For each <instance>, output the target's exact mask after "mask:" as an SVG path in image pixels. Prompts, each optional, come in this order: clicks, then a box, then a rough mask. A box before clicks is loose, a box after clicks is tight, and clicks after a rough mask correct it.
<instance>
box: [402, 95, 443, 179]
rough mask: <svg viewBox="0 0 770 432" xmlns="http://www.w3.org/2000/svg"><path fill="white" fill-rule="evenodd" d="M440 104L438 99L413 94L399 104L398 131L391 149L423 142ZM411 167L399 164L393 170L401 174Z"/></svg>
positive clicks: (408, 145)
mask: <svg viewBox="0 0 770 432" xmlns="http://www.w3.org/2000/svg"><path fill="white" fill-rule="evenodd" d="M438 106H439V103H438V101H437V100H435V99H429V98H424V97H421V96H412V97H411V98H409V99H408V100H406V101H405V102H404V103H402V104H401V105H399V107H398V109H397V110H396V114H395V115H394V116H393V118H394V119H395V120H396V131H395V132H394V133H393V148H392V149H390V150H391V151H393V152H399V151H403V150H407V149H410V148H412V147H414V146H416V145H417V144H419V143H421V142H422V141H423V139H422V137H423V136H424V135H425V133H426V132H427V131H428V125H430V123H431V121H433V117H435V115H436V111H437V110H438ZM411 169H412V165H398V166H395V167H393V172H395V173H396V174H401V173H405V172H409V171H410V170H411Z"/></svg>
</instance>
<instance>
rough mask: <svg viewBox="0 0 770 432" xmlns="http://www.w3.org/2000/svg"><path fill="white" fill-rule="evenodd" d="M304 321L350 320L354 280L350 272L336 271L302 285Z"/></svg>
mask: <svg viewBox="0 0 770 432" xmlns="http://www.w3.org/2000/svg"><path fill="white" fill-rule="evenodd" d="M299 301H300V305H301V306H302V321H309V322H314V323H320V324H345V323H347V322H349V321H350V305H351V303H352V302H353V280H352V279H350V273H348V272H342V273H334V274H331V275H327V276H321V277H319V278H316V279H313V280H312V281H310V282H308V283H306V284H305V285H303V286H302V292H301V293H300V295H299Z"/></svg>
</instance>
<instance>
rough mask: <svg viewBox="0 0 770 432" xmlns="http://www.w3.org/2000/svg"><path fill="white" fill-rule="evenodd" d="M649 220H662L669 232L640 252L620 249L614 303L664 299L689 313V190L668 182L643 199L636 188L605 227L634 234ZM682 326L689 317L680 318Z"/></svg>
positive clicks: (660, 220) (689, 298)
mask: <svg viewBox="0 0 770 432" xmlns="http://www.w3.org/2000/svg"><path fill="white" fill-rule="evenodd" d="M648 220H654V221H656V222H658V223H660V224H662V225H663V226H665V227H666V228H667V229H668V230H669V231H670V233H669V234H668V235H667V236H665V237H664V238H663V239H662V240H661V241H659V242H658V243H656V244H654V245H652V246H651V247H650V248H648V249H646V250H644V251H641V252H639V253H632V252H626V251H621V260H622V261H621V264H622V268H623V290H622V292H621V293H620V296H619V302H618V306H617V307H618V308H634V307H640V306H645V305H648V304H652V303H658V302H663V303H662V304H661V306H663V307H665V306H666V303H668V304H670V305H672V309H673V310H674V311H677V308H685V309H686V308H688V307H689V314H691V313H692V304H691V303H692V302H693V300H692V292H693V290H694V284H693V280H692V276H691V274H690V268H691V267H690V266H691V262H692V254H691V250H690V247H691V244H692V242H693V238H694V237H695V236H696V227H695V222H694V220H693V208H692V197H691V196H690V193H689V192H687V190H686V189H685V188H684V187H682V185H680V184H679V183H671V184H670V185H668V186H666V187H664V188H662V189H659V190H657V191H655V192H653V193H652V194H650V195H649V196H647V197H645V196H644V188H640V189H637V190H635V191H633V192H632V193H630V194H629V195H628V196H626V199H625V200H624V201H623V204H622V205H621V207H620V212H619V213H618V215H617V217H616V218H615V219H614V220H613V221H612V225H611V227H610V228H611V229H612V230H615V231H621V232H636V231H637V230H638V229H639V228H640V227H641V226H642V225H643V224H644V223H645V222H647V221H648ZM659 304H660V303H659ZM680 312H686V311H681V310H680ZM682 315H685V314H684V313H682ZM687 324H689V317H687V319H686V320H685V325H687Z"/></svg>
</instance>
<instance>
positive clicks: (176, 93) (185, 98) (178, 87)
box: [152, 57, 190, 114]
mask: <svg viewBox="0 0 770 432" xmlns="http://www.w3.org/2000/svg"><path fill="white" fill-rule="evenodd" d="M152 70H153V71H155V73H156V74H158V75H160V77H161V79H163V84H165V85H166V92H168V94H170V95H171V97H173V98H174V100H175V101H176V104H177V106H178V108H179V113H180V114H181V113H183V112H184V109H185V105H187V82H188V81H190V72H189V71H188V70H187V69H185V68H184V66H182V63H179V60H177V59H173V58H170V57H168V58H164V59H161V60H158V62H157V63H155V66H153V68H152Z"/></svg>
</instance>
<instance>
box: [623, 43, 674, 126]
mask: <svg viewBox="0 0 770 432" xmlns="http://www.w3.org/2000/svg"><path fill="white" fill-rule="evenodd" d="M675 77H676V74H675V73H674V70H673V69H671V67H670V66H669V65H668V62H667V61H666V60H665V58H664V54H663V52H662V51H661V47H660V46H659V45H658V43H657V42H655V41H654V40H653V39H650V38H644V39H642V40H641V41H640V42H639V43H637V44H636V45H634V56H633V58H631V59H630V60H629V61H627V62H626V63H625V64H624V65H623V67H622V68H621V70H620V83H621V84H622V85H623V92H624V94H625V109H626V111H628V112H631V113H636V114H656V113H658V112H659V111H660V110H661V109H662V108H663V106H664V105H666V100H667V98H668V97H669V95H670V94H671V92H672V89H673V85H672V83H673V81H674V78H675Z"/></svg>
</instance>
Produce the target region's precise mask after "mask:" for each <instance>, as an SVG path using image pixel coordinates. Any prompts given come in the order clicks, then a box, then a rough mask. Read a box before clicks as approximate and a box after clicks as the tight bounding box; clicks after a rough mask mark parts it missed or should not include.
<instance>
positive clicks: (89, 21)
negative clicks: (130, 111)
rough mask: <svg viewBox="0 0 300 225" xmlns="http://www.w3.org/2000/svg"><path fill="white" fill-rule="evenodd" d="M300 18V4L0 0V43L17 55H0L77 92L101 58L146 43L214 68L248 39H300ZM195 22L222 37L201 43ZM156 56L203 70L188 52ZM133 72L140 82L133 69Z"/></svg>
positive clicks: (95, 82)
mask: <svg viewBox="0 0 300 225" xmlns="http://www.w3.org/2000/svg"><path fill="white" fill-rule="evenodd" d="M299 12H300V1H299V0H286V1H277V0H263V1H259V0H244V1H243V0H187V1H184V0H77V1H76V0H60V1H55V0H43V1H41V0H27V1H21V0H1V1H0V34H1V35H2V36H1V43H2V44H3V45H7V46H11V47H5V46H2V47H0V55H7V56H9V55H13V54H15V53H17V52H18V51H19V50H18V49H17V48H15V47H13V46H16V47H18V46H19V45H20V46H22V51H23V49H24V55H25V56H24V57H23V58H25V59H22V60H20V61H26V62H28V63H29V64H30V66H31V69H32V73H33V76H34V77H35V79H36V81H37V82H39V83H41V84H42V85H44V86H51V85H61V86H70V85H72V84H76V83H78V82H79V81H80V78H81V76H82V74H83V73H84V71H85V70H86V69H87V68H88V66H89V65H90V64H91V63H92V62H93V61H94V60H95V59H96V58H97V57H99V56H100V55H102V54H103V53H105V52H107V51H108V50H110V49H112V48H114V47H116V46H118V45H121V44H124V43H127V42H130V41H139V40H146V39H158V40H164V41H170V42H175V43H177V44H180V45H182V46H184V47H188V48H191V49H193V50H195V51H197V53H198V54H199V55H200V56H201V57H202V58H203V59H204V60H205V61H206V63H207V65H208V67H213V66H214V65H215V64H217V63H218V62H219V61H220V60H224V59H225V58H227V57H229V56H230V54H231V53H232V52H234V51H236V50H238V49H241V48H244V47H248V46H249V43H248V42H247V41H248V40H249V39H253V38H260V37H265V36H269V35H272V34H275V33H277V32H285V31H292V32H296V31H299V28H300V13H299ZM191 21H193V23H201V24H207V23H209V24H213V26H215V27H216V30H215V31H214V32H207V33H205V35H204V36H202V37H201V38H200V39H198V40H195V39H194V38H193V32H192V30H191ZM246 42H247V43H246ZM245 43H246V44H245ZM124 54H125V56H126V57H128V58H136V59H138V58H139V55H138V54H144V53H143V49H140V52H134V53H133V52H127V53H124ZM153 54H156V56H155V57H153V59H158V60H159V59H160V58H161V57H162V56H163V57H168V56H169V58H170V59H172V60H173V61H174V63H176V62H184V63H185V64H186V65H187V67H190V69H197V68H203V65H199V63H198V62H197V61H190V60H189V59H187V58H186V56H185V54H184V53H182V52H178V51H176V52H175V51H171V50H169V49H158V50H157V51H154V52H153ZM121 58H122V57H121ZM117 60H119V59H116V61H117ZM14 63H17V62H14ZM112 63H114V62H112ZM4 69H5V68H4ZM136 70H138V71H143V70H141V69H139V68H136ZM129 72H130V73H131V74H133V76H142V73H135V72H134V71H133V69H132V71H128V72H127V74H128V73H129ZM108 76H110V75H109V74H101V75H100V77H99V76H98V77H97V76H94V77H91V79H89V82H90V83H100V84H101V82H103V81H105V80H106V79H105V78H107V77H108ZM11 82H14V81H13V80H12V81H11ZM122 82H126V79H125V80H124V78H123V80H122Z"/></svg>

---+---

Assignment
Please output an exact copy of the lines above, from the opening line of the data down to the line that contains "104L438 99L413 94L399".

Solution
For each <instance>, output the target's exact mask after "mask:" as an SVG path in image pixels. Prompts, each optional, come in this order: clicks, then a box, then a rough mask. A box before clicks is loose, a box after clicks is tight, and clicks after a rough mask correct it.
<instance>
box: [402, 95, 443, 179]
rough mask: <svg viewBox="0 0 770 432" xmlns="http://www.w3.org/2000/svg"><path fill="white" fill-rule="evenodd" d="M440 104L438 99L413 94L399 104L398 131L391 149L423 142ZM411 167L399 164L393 170L401 174Z"/></svg>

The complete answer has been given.